== SOURCE PASSAGE ==
= = = =

Skip to content

Geometry-aware 4D Video Generation for Robot Manipulation

Conference: ICLR 2026
arXiv: 2507.01099
Code: Project Page
Area: Video Generation
Keywords: 4D video generation, robot manipulation, cross-view consistency, pointmap alignment, pose estimation

TL;DR

This paper proposes a geometry-aware 4D video generation framework that trains video diffusion models via cross-view pointmap alignment supervision. By jointly predicting RGB and pointmaps, the model achieves spatio-temporally consistent multi-view RGB-D videos. It generates consistent videos from new perspectives without requiring camera pose input and recovers robot end-effector trajectories using off-the-shelf 6DoF pose trackers.

Background & Motivation

  1. Background: Video generation models (e.g., SVD) are increasingly serving as visual dynamics models for robot planning. Existing methods for extracting robot actions from predicted videos include inverse dynamics models, behavior cloning, and RGB-based pose tracking.

= = = =

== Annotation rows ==
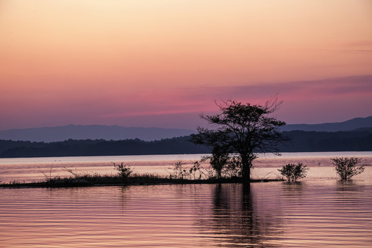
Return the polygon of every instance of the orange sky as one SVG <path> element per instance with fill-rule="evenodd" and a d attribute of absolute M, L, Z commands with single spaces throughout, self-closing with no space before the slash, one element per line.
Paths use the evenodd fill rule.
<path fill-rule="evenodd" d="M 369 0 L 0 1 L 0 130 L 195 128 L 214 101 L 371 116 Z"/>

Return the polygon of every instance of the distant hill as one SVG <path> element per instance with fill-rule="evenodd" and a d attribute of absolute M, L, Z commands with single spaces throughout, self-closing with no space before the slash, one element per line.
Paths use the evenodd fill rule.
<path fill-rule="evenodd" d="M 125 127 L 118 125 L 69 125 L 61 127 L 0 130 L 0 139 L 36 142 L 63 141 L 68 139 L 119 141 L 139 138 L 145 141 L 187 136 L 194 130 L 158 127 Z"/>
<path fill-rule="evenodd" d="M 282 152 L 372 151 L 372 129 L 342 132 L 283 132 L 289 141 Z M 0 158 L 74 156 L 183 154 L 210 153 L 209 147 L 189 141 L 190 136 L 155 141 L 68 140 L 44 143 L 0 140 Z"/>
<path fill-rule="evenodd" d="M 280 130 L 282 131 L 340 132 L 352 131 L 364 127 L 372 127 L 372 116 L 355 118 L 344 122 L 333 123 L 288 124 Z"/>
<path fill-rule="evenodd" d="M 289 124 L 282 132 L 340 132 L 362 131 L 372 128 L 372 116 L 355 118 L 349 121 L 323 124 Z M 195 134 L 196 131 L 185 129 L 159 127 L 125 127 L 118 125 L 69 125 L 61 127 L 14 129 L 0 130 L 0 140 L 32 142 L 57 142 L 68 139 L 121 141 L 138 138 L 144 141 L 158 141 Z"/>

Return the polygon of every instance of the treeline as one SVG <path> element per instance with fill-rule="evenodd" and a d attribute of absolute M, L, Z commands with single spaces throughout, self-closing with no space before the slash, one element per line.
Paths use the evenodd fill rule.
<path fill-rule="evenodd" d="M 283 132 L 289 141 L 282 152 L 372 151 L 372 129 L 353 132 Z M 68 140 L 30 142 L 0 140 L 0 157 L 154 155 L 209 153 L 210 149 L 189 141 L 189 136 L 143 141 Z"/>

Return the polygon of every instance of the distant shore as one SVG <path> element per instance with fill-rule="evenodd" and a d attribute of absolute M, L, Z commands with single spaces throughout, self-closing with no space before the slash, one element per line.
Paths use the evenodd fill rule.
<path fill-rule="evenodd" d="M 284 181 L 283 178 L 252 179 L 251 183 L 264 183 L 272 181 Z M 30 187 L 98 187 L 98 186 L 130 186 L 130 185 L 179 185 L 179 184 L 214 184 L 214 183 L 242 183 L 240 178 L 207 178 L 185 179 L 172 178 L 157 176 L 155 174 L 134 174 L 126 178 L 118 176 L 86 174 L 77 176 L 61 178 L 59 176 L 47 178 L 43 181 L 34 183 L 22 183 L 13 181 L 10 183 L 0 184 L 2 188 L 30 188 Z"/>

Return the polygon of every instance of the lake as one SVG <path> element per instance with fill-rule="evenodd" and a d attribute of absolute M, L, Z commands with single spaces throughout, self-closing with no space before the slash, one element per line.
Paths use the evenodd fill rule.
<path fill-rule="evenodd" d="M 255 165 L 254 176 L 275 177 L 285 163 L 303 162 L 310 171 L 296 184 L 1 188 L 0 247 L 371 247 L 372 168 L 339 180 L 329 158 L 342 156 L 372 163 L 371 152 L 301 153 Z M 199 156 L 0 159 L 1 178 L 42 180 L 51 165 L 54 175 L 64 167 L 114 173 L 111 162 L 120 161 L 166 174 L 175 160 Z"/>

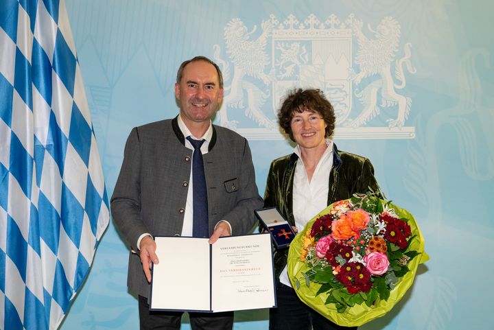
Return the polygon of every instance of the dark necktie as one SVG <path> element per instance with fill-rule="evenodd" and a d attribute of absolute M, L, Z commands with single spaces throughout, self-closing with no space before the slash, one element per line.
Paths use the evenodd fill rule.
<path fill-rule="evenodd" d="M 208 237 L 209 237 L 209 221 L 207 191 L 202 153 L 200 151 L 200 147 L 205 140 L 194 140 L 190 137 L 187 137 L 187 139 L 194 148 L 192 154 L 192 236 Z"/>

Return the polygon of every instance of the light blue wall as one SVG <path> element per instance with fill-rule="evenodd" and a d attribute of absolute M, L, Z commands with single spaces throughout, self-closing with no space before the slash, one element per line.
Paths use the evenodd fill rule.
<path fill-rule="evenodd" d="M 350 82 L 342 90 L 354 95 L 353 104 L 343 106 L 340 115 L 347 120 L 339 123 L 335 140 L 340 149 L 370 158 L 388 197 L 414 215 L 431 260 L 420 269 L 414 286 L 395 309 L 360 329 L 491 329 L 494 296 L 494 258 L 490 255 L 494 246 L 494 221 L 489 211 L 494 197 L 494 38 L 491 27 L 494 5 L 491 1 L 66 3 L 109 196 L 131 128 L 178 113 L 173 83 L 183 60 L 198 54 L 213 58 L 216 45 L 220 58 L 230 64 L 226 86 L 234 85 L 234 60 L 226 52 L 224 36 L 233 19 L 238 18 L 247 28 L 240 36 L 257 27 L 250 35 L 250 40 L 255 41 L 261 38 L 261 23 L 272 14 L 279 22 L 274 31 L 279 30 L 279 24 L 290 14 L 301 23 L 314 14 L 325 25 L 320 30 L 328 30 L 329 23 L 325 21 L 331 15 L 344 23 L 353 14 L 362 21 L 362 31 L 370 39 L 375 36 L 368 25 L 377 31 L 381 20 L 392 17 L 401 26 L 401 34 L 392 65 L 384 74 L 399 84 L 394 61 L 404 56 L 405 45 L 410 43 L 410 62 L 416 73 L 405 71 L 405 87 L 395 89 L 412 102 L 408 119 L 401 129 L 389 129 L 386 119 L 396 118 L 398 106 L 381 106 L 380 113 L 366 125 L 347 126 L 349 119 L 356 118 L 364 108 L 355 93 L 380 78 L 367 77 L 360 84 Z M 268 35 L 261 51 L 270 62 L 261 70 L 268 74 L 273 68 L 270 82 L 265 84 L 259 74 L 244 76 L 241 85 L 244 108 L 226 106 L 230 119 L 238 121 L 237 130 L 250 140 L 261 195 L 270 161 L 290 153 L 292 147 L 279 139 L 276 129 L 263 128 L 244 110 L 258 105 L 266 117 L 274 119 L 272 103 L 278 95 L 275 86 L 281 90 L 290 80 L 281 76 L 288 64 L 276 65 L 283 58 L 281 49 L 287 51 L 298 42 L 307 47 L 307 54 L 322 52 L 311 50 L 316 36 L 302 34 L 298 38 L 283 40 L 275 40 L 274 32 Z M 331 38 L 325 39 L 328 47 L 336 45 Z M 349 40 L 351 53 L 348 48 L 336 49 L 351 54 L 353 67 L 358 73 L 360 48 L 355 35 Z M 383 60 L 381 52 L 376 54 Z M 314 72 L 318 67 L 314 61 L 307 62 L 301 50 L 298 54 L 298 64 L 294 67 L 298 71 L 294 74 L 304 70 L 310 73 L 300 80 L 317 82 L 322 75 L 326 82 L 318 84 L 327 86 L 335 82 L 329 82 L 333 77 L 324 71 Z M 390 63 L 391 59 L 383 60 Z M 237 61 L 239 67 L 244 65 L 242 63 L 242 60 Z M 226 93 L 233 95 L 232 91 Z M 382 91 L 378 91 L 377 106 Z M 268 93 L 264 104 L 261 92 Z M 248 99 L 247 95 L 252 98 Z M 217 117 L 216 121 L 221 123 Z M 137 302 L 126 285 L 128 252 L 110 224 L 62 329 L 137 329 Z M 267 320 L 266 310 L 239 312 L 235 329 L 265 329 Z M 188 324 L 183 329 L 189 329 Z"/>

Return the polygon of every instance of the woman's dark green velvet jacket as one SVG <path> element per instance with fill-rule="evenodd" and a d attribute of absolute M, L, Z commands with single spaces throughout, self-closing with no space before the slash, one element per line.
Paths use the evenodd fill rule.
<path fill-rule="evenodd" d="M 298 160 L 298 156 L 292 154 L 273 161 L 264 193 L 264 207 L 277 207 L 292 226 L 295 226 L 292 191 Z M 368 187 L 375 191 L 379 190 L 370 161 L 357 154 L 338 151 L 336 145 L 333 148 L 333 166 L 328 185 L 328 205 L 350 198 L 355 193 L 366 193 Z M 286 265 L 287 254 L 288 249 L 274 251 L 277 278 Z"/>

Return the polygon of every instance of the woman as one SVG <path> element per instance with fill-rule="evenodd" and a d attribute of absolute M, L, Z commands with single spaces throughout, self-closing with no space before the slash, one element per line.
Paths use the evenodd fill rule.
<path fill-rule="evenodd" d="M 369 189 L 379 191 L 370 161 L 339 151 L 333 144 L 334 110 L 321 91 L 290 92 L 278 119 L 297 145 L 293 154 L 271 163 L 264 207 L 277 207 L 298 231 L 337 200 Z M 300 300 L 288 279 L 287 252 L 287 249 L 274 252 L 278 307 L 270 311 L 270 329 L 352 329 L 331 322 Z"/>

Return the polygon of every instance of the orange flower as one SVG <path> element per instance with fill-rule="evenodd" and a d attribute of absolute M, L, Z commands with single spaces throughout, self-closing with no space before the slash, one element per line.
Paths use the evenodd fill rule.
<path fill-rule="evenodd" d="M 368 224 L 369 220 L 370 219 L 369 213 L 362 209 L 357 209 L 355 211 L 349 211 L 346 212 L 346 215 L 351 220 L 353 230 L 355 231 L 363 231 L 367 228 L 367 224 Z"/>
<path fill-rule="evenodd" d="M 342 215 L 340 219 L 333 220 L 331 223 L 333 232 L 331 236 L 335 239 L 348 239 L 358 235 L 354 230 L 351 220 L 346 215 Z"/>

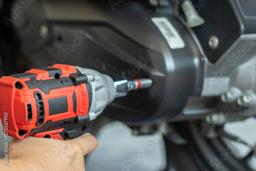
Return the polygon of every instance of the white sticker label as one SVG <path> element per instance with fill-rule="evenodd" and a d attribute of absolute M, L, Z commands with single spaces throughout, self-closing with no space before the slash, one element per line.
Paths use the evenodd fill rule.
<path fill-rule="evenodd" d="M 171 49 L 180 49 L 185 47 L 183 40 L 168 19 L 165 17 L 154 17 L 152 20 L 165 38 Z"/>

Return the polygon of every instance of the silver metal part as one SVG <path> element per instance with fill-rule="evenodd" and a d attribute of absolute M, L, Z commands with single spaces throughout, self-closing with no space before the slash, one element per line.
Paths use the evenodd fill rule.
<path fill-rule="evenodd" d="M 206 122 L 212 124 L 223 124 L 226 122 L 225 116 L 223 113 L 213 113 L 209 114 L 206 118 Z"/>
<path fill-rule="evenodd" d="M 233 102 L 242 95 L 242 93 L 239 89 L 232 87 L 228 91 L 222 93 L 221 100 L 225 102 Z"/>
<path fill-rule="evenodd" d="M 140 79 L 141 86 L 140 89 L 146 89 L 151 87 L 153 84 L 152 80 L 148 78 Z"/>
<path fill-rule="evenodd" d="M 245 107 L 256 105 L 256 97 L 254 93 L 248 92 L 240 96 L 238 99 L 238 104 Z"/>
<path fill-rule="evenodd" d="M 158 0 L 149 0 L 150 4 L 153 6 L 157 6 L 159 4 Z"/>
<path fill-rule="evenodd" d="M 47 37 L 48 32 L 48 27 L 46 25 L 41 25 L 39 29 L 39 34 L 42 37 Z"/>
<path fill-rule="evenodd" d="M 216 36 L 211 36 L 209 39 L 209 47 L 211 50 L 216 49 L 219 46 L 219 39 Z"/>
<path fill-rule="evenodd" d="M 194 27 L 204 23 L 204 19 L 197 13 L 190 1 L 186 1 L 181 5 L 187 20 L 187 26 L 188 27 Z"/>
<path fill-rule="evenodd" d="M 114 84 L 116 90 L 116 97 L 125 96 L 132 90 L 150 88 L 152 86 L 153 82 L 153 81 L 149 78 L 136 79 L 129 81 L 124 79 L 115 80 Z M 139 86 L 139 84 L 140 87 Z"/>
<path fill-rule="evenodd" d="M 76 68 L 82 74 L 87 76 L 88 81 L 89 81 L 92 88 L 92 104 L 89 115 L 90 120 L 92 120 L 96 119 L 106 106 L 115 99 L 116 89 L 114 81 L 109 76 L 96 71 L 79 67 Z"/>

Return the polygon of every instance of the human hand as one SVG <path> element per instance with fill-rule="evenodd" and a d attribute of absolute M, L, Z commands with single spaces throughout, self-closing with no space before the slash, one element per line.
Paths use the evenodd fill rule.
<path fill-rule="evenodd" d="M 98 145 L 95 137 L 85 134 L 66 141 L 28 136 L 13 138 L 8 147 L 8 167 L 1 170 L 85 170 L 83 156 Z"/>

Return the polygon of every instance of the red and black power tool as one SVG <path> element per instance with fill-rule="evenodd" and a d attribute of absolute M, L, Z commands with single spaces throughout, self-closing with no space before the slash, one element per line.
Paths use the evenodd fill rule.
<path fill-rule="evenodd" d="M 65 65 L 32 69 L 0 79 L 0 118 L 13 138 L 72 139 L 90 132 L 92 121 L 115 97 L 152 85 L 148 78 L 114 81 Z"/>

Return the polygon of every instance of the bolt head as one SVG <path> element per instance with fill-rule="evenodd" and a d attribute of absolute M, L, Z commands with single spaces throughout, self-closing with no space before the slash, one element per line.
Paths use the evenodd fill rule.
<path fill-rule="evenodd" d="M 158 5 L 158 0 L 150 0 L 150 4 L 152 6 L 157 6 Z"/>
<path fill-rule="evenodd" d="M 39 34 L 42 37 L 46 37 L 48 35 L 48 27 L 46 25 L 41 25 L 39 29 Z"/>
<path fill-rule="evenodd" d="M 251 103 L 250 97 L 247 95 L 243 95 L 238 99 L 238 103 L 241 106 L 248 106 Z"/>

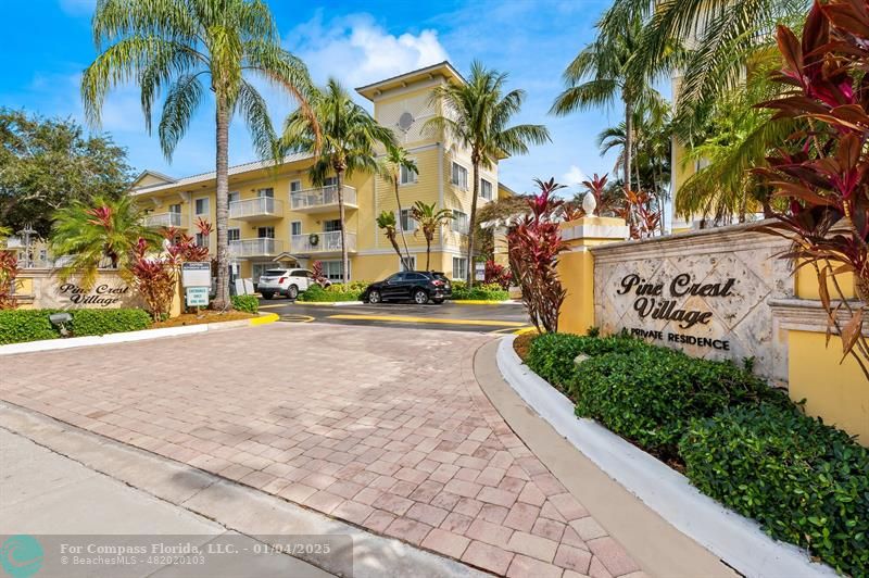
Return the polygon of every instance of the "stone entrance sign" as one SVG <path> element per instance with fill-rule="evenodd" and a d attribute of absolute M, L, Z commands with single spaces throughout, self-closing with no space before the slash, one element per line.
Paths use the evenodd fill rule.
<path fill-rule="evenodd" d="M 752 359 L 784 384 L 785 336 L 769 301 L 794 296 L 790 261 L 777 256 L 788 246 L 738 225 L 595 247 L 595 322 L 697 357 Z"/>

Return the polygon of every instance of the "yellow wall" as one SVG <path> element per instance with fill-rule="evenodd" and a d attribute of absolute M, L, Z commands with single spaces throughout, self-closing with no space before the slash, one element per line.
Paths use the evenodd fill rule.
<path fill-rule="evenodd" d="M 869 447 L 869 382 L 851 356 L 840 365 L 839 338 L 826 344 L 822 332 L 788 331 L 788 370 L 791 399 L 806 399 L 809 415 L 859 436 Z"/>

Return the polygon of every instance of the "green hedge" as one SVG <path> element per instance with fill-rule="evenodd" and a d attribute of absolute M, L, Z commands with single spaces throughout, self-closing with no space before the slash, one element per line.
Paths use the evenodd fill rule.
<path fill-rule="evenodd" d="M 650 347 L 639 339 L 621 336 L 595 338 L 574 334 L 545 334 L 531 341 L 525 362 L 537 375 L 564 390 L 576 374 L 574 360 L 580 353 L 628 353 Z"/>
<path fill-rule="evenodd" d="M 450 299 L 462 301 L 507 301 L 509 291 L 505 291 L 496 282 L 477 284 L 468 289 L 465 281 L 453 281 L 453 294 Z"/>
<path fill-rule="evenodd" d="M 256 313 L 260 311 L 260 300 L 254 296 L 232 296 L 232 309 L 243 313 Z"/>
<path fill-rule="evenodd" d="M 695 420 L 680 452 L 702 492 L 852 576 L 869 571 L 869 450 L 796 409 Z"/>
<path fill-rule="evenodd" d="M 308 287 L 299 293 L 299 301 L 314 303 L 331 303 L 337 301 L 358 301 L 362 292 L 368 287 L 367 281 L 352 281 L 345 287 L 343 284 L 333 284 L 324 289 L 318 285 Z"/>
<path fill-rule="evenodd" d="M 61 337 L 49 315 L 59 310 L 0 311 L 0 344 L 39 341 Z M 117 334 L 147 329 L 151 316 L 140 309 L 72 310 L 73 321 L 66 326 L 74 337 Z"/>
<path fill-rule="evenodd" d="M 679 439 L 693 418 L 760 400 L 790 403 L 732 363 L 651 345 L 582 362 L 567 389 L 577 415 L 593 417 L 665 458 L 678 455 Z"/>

= = = =

== EXERCISES ==
1. Translate this sentence from the summary of geometry-aware 4D video generation into Spanish: "By jointly predicting RGB and pointmaps, the model achieves spatio-temporally consistent multi-view RGB-D videos."
2. Carry on the passage about 4D video generation for robot manipulation from its last sentence, adding the next points under its Background & Motivation heading.

== RESPONSES BY TASK ==
1. Al predecir conjuntamente RGB y mapas de puntos, el modelo logra videos RGB-D multivista con consistencia espaciotemporal.

2.
  2. Limitations of Prior Work: (1) Pixel-space video models excel at short-term motion but lack 3D structural understanding, leading to flickering, deformation, or vanishing objects; (2) 3D-aware methods enforce geometric constraints but are limited to simple static backgrounds and struggle to scale to complex multi-object scenes; (3) Existing methods suffer from severe performance degradation under novel camera viewpoints.
  3. Key Challenge: Balancing temporal consistency with 3D consistency. Single-view predictions lack geometric localization, while multi-view methods tend to optimize temporal and spatial consistency separately or only handle single objects against white backgrounds.
  4. Goal: How to generate 4D videos that are both temporally coherent and cross-view 3D consistent to recover robot manipulation trajectories?
  5. Key Insight: Drawing from the cross-view pointmap alignment concept in DUSt3R, the idea is adapted for video generation tasks by supervising the model to project pointmap predictions from one viewpoint into the coordinate system of another during training.
  6. Core Idea: Use cross-view pointmap alignment as geometric supervision to train a video diffusion model. This allows the model to learn a shared 3D scene representation, enabling the generation of cross-view consistent 4D videos without requiring camera poses during inference.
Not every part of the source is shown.